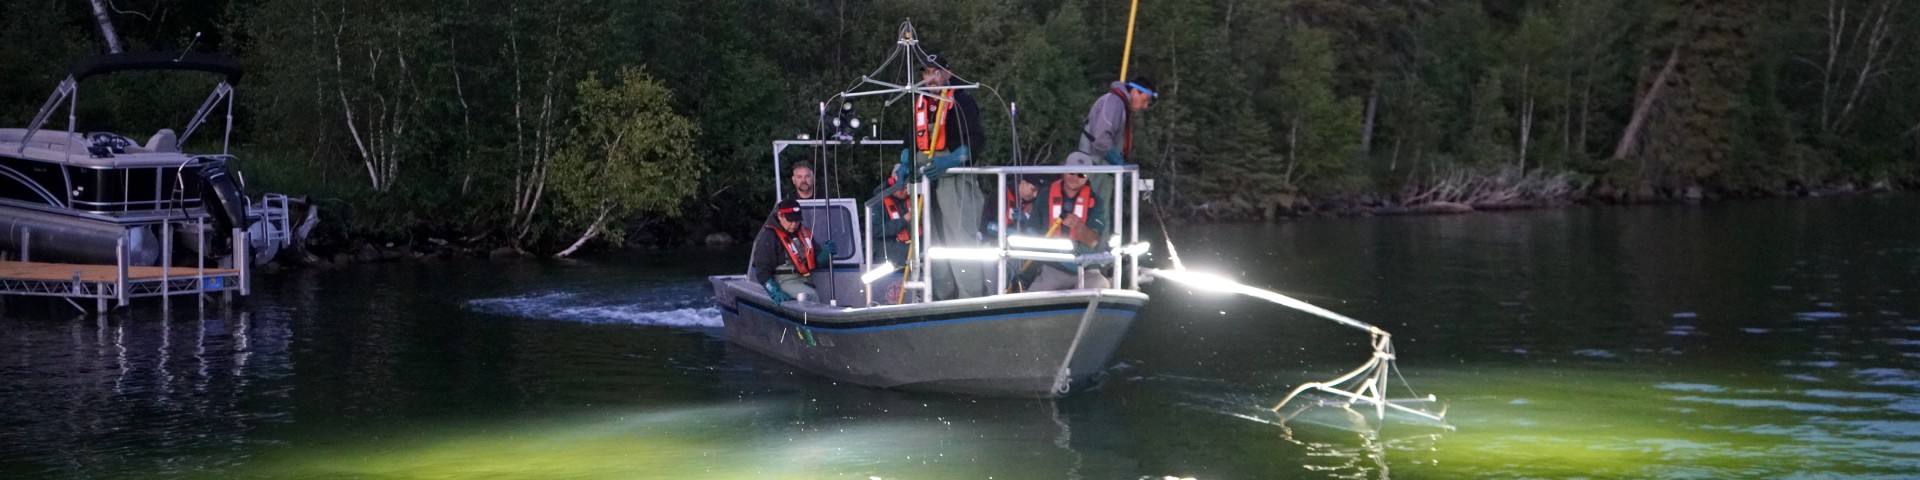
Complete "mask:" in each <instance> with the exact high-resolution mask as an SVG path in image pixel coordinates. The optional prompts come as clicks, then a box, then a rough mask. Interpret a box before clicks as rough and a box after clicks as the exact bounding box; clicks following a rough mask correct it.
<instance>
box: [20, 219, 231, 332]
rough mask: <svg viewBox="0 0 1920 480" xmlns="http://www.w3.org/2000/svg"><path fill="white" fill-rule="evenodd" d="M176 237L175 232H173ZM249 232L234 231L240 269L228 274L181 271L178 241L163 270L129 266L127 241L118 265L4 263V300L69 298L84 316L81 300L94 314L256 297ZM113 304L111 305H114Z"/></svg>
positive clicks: (192, 268)
mask: <svg viewBox="0 0 1920 480" xmlns="http://www.w3.org/2000/svg"><path fill="white" fill-rule="evenodd" d="M167 234H169V236H171V234H173V228H167ZM248 240H250V238H248V232H246V230H242V228H234V255H232V257H234V259H240V261H232V263H234V265H238V267H232V269H223V267H209V265H192V267H175V265H171V253H173V252H171V250H173V246H171V244H173V242H165V248H163V250H165V255H169V257H167V259H169V261H163V263H161V265H159V267H136V265H127V242H125V238H123V240H121V242H119V261H117V263H115V265H92V263H42V261H31V255H23V257H25V259H21V261H0V296H42V298H63V300H67V303H73V307H79V309H83V311H84V305H83V303H81V301H84V300H92V301H94V313H106V311H108V309H109V307H125V305H127V303H129V301H131V300H134V298H152V296H188V294H213V292H240V296H246V294H250V290H252V288H248V284H250V282H248V280H250V276H252V269H250V263H248V261H246V257H248V246H250V244H248ZM109 301H111V303H109Z"/></svg>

_ _ _ _ _

Apart from the images, retype the full material exactly as written.

▶ [Finished exercise]:
Complete "mask:" in each <instance> with the exact high-resolution mask as an SVG path in image pixel coordinates. The optional prompts come as clicks, then a box, then a rough mask. Interpret a box before clicks as rough and a box after clicks as the exact bounding box; clicks following a rough mask correct it.
<instance>
box: [20, 219, 231, 332]
rough mask: <svg viewBox="0 0 1920 480" xmlns="http://www.w3.org/2000/svg"><path fill="white" fill-rule="evenodd" d="M176 237L175 232H173ZM249 232L234 231L240 269L228 274L181 271L178 241L163 270L129 266L127 241L118 265L4 263V300L69 298L84 316L81 300L94 314L256 297ZM113 304L111 305H114Z"/></svg>
positive clicks: (192, 268)
mask: <svg viewBox="0 0 1920 480" xmlns="http://www.w3.org/2000/svg"><path fill="white" fill-rule="evenodd" d="M167 234H169V236H171V234H173V228H167ZM248 240H250V238H248V232H246V230H242V228H234V255H232V257H234V259H240V261H232V263H234V265H238V267H232V269H223V267H209V265H192V267H175V265H171V253H173V252H171V250H173V246H171V244H173V242H165V248H163V250H165V255H169V257H167V259H169V261H163V263H161V265H159V267H136V265H127V242H125V238H123V240H121V242H119V261H117V263H115V265H92V263H42V261H31V255H23V257H25V259H21V261H0V296H42V298H63V300H67V303H73V307H79V309H83V311H84V305H83V303H81V301H84V300H92V301H94V313H106V311H108V309H109V307H125V305H127V303H129V301H131V300H134V298H152V296H188V294H213V292H240V296H246V294H250V290H252V288H248V284H250V282H248V280H250V276H252V269H250V263H248V261H246V257H248V246H250V244H248ZM109 301H111V303H109Z"/></svg>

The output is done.